Excerpt from a dataset:
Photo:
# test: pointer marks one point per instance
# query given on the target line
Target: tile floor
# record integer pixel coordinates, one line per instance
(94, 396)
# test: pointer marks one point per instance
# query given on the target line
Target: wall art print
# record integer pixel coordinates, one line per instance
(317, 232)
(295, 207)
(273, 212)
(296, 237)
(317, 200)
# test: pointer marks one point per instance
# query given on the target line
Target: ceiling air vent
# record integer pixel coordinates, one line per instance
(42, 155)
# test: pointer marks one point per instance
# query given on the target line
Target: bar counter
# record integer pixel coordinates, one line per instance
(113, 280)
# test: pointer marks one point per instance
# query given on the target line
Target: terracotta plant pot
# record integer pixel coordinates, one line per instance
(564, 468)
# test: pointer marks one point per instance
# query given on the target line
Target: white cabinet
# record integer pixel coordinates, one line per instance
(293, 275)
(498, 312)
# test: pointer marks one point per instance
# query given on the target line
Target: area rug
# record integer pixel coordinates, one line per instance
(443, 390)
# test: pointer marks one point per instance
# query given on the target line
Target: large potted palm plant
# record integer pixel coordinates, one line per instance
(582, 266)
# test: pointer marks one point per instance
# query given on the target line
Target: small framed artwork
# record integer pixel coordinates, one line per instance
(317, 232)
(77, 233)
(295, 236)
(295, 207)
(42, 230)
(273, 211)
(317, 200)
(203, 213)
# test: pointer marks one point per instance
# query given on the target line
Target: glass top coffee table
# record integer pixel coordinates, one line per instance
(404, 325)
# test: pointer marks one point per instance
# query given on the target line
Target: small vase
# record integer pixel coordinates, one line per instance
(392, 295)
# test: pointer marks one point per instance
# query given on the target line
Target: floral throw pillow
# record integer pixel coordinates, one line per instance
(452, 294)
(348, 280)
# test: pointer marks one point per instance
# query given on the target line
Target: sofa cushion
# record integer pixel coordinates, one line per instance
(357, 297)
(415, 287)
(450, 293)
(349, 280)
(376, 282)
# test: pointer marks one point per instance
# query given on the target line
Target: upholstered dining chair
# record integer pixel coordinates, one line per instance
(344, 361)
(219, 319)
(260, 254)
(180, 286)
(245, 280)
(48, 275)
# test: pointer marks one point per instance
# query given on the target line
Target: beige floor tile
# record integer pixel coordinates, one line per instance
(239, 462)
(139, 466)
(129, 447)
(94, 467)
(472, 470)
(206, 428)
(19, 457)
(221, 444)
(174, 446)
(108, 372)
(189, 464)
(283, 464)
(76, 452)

Instructions for the task — Repeat the records above exactly.

Response for this exercise —
Photo:
# test: pointer marks one point per instance
# query given on the target line
Target: tile floor
# record integer pixel coordinates, one line per instance
(94, 396)
# test: pointer marks one point per instance
# query given on the target line
Target: wall art print
# record integer pixel coordinates, one line per instance
(317, 232)
(295, 207)
(273, 212)
(296, 237)
(317, 200)
# test: pointer marks one point per instance
# query given on the target line
Target: ceiling air vent
# record integer pixel coordinates, one line per instance
(42, 155)
# test: pointer marks one point per instance
# query given on the target line
Target: bar counter
# record integer pixel coordinates, one line per instance
(113, 280)
# test: pointer marks one point per instance
# query given on the target line
Target: terracotta plant pot
# record integer pixel coordinates, one line per instance
(564, 468)
# test: pointer marks one point per instance
# query given on the target line
Target: white cabinet
# record integer pixel coordinates, one line per instance
(293, 275)
(498, 312)
# test: pointer marks one point per instance
# query given on the target line
Target: area rug
# record integer pixel coordinates, one line per instance
(443, 390)
# test: pointer marks one point per instance
# query given on the target line
Target: large potted palm plant
# record integer pixel coordinates, one line per instance
(582, 266)
# test: pointer marks one point per instance
# query given on the target line
Target: small framed artwork
# record integer pixel coordinates, one line per instance
(317, 232)
(77, 233)
(295, 236)
(295, 207)
(42, 230)
(273, 211)
(317, 200)
(203, 213)
# test: pointer marks one point per instance
# query given on the target line
Target: glass top coffee table
# record integer pixel coordinates, one line per instance
(404, 325)
# test: pointer marks one point per instance
# query given on the target line
Target: small vase
# record integer pixel coordinates, one line per instance
(392, 295)
# test: pointer marks one point per instance
# query given on the target line
Target: floral throw pillow
# record integer pixel coordinates, one line per instance
(452, 294)
(348, 280)
# test: pointer marks one point per instance
# query given on the target line
Target: sofa cushion
# record integer pixel coordinates, one line per instance
(357, 297)
(415, 287)
(450, 293)
(349, 280)
(376, 282)
# test: pointer marks one point per instance
# query given on the target line
Target: upholstered dining chair
# record integer pixel coordinates, one line per instance
(344, 361)
(219, 319)
(260, 254)
(180, 286)
(245, 280)
(48, 275)
# test: pointer marks one point per instance
# query given on the target line
Target: beige floor tile
# record integer pixel coordinates, one line per instance
(239, 462)
(139, 466)
(129, 447)
(94, 467)
(472, 470)
(206, 428)
(19, 457)
(221, 444)
(174, 446)
(108, 372)
(189, 464)
(283, 464)
(76, 452)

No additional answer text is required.